━━ GIVEN ENTRIES ━━
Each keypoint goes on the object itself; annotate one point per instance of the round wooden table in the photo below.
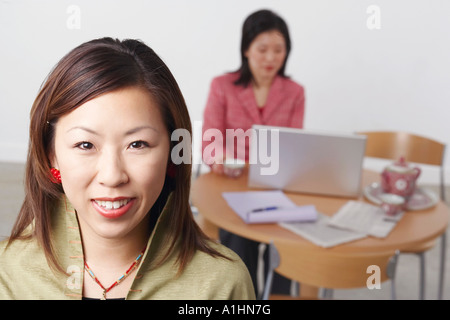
(416, 231)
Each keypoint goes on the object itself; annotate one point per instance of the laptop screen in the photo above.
(304, 161)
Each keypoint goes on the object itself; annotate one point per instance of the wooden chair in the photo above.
(324, 269)
(421, 150)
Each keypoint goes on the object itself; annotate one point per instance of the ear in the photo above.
(53, 160)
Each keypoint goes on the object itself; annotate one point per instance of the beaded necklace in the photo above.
(133, 266)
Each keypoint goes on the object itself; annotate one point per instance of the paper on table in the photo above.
(321, 232)
(244, 202)
(365, 218)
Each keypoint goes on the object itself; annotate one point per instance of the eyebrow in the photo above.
(129, 132)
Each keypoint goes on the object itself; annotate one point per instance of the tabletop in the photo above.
(415, 229)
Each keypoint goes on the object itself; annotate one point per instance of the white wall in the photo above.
(396, 77)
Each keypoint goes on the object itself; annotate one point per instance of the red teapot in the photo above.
(399, 178)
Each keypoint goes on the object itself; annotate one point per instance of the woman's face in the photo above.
(112, 152)
(266, 55)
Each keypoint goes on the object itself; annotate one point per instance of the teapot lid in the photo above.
(400, 166)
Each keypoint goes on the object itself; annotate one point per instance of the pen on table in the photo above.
(264, 209)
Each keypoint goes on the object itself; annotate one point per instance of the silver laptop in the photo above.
(298, 160)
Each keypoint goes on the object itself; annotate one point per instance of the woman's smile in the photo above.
(112, 209)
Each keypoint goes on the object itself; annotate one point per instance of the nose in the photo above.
(270, 56)
(111, 170)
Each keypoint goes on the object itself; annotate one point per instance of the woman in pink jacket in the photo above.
(258, 93)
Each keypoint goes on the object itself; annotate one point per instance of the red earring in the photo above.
(171, 170)
(56, 175)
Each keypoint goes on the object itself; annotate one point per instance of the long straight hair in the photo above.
(255, 24)
(88, 71)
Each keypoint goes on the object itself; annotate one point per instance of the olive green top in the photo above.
(25, 273)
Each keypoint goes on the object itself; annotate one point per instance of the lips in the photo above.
(112, 208)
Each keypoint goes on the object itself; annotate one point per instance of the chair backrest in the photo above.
(413, 148)
(320, 267)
━━━
- **TASK DESCRIPTION**
Beginning at the line that contains "jacket in the photo above.", give again every line down to the end of the material, exactly as written, and stop there.

- **ANSWER SECTION**
Each keypoint goes on the object itself; annotate one point per instance of the woman in pink jacket in the photo above.
(258, 93)
Each keypoint goes on the object itself; annotate one point per instance of the red earring in the photo above.
(171, 170)
(56, 175)
Each keypoint goes on the object itself; annotate one point per instance of the long straight hair in the photo above.
(255, 24)
(88, 71)
Each keypoint goes on the object itself; annotate one point per instance of the olive green top in the photo above.
(25, 273)
Each keypoint goes on the object itself; annotate one point per instance of the lips in the photo above.
(112, 208)
Each keypoint goes on the object itself; annotate one point per instance of the chair backrest in the photo above.
(413, 148)
(320, 267)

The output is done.